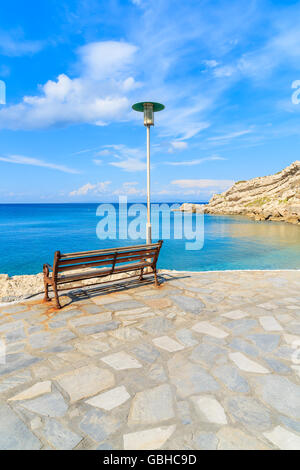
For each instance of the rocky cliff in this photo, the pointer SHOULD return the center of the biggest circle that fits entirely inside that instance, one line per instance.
(274, 197)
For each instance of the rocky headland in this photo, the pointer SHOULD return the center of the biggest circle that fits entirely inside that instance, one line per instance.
(275, 197)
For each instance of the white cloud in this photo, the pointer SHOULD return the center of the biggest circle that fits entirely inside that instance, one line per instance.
(177, 145)
(13, 44)
(130, 164)
(128, 159)
(97, 188)
(130, 189)
(103, 60)
(230, 136)
(211, 63)
(22, 160)
(201, 184)
(224, 71)
(96, 96)
(194, 162)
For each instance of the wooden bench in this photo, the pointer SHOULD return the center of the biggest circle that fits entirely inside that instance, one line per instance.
(103, 263)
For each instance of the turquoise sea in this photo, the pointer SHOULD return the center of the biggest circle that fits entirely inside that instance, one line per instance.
(31, 233)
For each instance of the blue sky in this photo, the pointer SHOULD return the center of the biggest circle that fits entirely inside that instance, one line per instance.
(72, 69)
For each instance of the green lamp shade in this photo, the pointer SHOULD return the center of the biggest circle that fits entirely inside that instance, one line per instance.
(140, 106)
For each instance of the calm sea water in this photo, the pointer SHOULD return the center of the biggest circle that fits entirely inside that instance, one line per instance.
(31, 233)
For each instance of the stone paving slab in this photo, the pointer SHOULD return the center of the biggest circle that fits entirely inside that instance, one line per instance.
(205, 361)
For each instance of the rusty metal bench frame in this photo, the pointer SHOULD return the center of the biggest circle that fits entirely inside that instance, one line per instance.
(110, 261)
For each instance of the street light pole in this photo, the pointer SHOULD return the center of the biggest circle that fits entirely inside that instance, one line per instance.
(148, 108)
(149, 238)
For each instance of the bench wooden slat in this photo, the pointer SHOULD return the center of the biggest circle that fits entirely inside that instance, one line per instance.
(78, 277)
(85, 259)
(104, 263)
(108, 250)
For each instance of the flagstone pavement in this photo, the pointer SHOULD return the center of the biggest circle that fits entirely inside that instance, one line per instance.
(205, 361)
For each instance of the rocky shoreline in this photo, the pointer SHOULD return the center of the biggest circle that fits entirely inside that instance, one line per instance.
(275, 197)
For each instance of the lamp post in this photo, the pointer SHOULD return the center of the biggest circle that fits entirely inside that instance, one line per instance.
(148, 108)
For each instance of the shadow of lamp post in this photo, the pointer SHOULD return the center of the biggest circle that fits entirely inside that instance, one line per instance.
(148, 108)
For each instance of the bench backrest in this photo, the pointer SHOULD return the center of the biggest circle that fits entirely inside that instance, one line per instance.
(105, 258)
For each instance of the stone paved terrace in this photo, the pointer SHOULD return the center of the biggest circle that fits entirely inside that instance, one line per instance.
(206, 361)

****

*WORK TO BE COMPLETED*
Pictures in the records above are not copied; print everything else exactly.

*IN RESPONSE*
For each instance of the rocky cliff in this photo, the pointer SHOULD return the center of the biggest circle that fits entirely inside that instance, one line per instance.
(274, 197)
For each instance of the rocky headland in this photo, the pointer SHOULD return the center of the biggest circle that fits entirely inside that instance, one line per instance.
(275, 197)
For each instance of the white cloud in this photo, the pointer SHOULD return the center of the biggest circle that fits entirely inside that instance, one line per instance.
(177, 145)
(13, 44)
(130, 164)
(128, 159)
(97, 188)
(130, 189)
(103, 60)
(230, 136)
(211, 63)
(22, 160)
(201, 184)
(224, 71)
(96, 96)
(194, 162)
For each instance of the wooden bench in this photo, the pointer SHOULD return the center of the biggest circle that fits entirely inside that instance, one line per instance.
(103, 263)
For each instance of the turquoise sea in this photo, the pointer SHOULD return the center of the biggest circle that fits entirely inside that instance, one line per instance.
(31, 233)
For each instance of the blue sky in this photo, the pointer SHOULD return the center of the biggest circle that fits entirely inside that instance, one line per instance.
(72, 69)
For each instance of the green lamp shade in this photo, the pointer SHOULD return the center of the biggest circle that fits entirely inside that instance, one line per instance.
(140, 106)
For each instance of the calm sea water in this photo, the pointer SHOULD return the center of the biggest circle that fits entirely inside that instance, one line per instance.
(31, 233)
For each instance of the stone paving slab in this photo, the pointer SHOULD return the center of the biggest circle that fits entirely inside that instance, one line per instance.
(205, 361)
For each instance of the rusty metal bench frame in this photo, the pointer SHOULD return the center of the biggest circle that fits entirely inside that instance, one line per instance.
(110, 261)
For each instance of the street light pole in this photo, the pointer SHOULD return the center of the biggest circle that fits entirely inside that instance, one line per instance.
(148, 108)
(149, 238)
For each instance of the bench wooden slat in this photo, the pointer SHOULD return the center of the biggest circle that fits entirely inside that instance, one line per instance.
(78, 277)
(85, 259)
(104, 263)
(108, 250)
For each instance of the flagstone pavement in this photo, the pointer SHOULD return the center of the biggest circle that fits entirely inside that instance, one line per instance.
(205, 361)
For each instance of the rocky shoreline in this photo, the pointer SHOULD return the center of the biggest circle that fits entirely inside that instance, one line per instance.
(275, 197)
For each instance of the lamp post in this photo, the pointer SHOULD return the center of the biggest circle that fits entirely inside that instance, one line per instance.
(148, 108)
For each instance of the shadow of lamp post in this photo, the pointer SHOULD return the center of the biggest circle that fits entirely inside that instance, one line per instance.
(148, 108)
For each instance of the bench backrest in this photo, the pointer SHOULD return the center of the biggest circle that fits entirely inside that instance, one line per instance.
(105, 258)
For each instance of the stone paved terrace in this photo, the pointer SHOULD return the center of the biggest circle that fits entirely inside that instance, one line per instance.
(206, 361)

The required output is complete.